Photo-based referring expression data
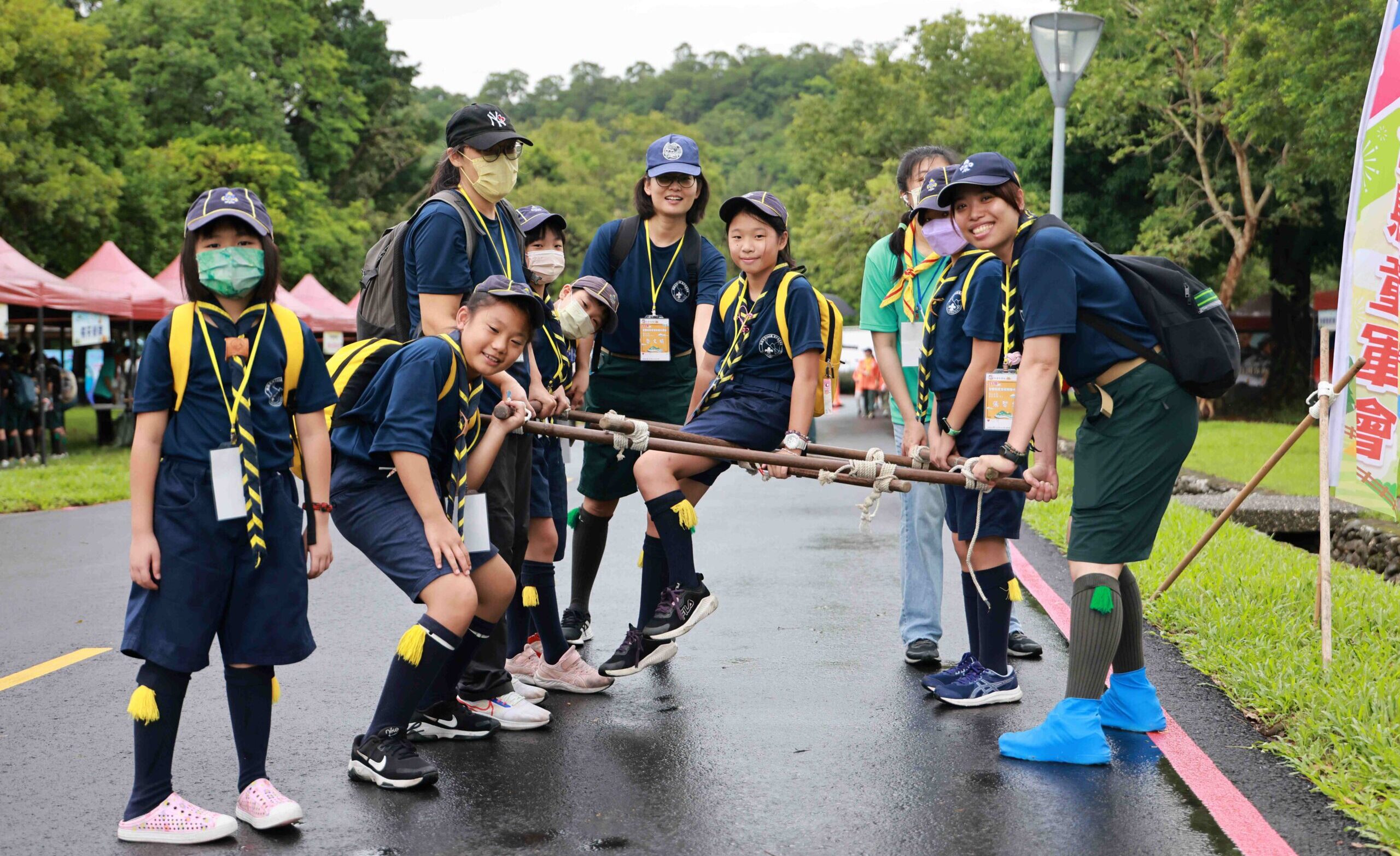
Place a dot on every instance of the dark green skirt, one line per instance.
(648, 391)
(1126, 464)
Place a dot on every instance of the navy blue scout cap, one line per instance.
(534, 216)
(756, 199)
(674, 153)
(984, 168)
(500, 286)
(229, 202)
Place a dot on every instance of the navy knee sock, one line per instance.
(154, 739)
(675, 537)
(423, 650)
(249, 709)
(994, 617)
(656, 577)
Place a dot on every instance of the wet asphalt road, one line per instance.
(789, 722)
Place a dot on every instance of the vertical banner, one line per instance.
(1363, 422)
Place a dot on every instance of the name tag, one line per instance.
(656, 340)
(1000, 401)
(226, 465)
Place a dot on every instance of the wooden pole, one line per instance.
(1249, 488)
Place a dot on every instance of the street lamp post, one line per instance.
(1064, 41)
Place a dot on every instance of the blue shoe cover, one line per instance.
(1070, 735)
(1131, 704)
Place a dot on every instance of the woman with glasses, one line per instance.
(668, 279)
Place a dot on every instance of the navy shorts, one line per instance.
(209, 585)
(1000, 509)
(749, 417)
(374, 515)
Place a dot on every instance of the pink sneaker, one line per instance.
(177, 822)
(570, 674)
(264, 807)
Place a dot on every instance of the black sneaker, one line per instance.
(450, 720)
(681, 610)
(921, 652)
(1019, 645)
(578, 627)
(638, 653)
(387, 760)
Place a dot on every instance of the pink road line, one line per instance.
(1233, 810)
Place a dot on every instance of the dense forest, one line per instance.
(1218, 132)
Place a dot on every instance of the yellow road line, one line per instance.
(38, 672)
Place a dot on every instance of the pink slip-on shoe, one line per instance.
(177, 822)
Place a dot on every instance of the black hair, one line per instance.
(902, 174)
(264, 292)
(641, 201)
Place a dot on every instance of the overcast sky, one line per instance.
(458, 43)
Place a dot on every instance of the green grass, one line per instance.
(88, 477)
(1242, 614)
(1236, 450)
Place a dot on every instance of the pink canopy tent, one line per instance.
(109, 272)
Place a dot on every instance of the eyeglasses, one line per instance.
(675, 180)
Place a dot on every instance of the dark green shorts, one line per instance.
(1126, 464)
(648, 391)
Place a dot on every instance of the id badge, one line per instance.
(226, 465)
(911, 343)
(1000, 401)
(656, 340)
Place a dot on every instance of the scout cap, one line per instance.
(229, 202)
(481, 126)
(984, 168)
(762, 201)
(500, 286)
(673, 153)
(605, 293)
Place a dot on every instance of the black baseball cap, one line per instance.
(229, 202)
(984, 170)
(500, 286)
(481, 126)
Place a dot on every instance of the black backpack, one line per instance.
(1199, 342)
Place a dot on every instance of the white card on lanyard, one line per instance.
(226, 465)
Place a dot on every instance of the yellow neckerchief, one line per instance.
(501, 253)
(248, 366)
(651, 272)
(903, 288)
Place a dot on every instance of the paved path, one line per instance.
(788, 723)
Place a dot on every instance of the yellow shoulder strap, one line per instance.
(183, 338)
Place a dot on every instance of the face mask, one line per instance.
(573, 320)
(494, 180)
(230, 272)
(944, 237)
(545, 264)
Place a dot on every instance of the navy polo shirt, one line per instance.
(762, 355)
(1064, 276)
(202, 422)
(676, 300)
(401, 411)
(961, 321)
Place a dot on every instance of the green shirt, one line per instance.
(876, 285)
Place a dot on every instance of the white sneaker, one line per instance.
(513, 711)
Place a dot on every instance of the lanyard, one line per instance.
(248, 368)
(651, 272)
(501, 255)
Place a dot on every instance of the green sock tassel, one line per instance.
(1102, 600)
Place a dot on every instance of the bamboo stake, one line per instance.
(1249, 488)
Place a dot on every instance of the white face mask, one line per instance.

▶ **Exercise**:
Without the images, write out each line of the data verbatim.

▶ **Response to the task**:
Place a dot on every instance of the dark green skirt, one line per instance.
(648, 391)
(1126, 464)
Place a dot on every instance of the navy blue scout cap, one line per instance.
(534, 216)
(756, 199)
(674, 153)
(984, 168)
(500, 286)
(229, 202)
Place a dot on every instance of the navy knee sock, one line per instance.
(154, 739)
(675, 537)
(423, 650)
(249, 709)
(994, 617)
(656, 577)
Place a dot on every instance of the wet asphalt road, one line per instance.
(789, 722)
Place a dot on every instance of the vertical banner, one line per instance.
(1363, 422)
Place a dot on every instance of the name tag, one line per instance.
(656, 340)
(1000, 401)
(226, 465)
Place a dot on every instance of the wooden pole, one line per instance.
(1249, 488)
Place a dot on every instance of the street lamp post, one line per instance.
(1064, 41)
Place a dot on every instance of the blue shoe cover, one line per instance.
(1070, 735)
(1131, 704)
Place a dot on every instance of the woman with glasses, one line per instance.
(668, 279)
Place a dot on every instance of the navy shorts, one line per instance.
(209, 585)
(1000, 509)
(749, 417)
(374, 515)
Place a dot on every instance of the pink sneaker, one line per instance.
(177, 822)
(570, 674)
(264, 807)
Place a dot on every instance of the black sneaker, one line per instance.
(450, 720)
(681, 610)
(921, 652)
(1019, 645)
(578, 627)
(638, 653)
(387, 760)
Place a dot on every instance of the pink road line, one line per instance.
(1233, 810)
Place a dot on every instance of the dense forest, one line per instance.
(1218, 132)
Place a dot on every instance of the yellow road line, one line per instance.
(38, 672)
Place a dot on every instance of the pink slip-on shoe, one line per instance.
(177, 822)
Place a dot on every instance of the black hair, one line per instance.
(902, 174)
(264, 292)
(641, 201)
Place a dot on every instance of the overcast sky, one line per instance.
(458, 43)
Place a dot on every instance of the green grass, one line per instance.
(88, 477)
(1242, 614)
(1236, 450)
Place a dot on every instance of the pink canopy tent, one line per instance.
(109, 272)
Place a dot on every instance of the eyeglasses, one line per instance.
(675, 180)
Place a dot on every instance of the dark green shorts, one line per instance.
(1126, 464)
(648, 391)
Place a dot on every instance of the id badge, one line per instance.
(226, 465)
(911, 343)
(1000, 401)
(656, 340)
Place a dot on every instance of the scout cap, one line per instance.
(229, 202)
(481, 126)
(984, 168)
(762, 201)
(500, 286)
(673, 153)
(605, 293)
Place a dot on every instance of the black baseball cap, one line per instance.
(229, 202)
(984, 170)
(500, 286)
(481, 126)
Place a dot on every instance of the black backpack, one line per instance.
(1199, 342)
Place a dot on every instance of the white card on lanyard, one line per instance.
(226, 465)
Place a dot on every instance of the yellow neckerchief, one line per instance.
(501, 253)
(248, 366)
(651, 272)
(903, 288)
Place a dot on every instance of the paved path, one line per instance.
(788, 723)
Place a dot on every instance of the yellow shoulder strap, one line per instance.
(183, 338)
Place a dot on every instance of the face mask, one line per instance.
(573, 320)
(494, 180)
(230, 272)
(944, 237)
(545, 264)
Place a dot on every instance of the navy polo shirt, one line per instance.
(762, 355)
(1064, 276)
(202, 422)
(676, 300)
(401, 411)
(961, 321)
Place a dot on every instance of the green shirt, one line per instance.
(876, 285)
Place a dot on every instance of the white sneaker, one line per instance.
(513, 711)
Place a dot on every instance of the lanyard, one line per instance.
(248, 368)
(651, 272)
(501, 255)
Place a dot on every instance of the green sock tassel, one line per instance.
(1102, 600)
Place a dot on every instance of the bamboo stake, one line per instance.
(1249, 488)
Place a dot on every instance of the white face mask, one line per instance.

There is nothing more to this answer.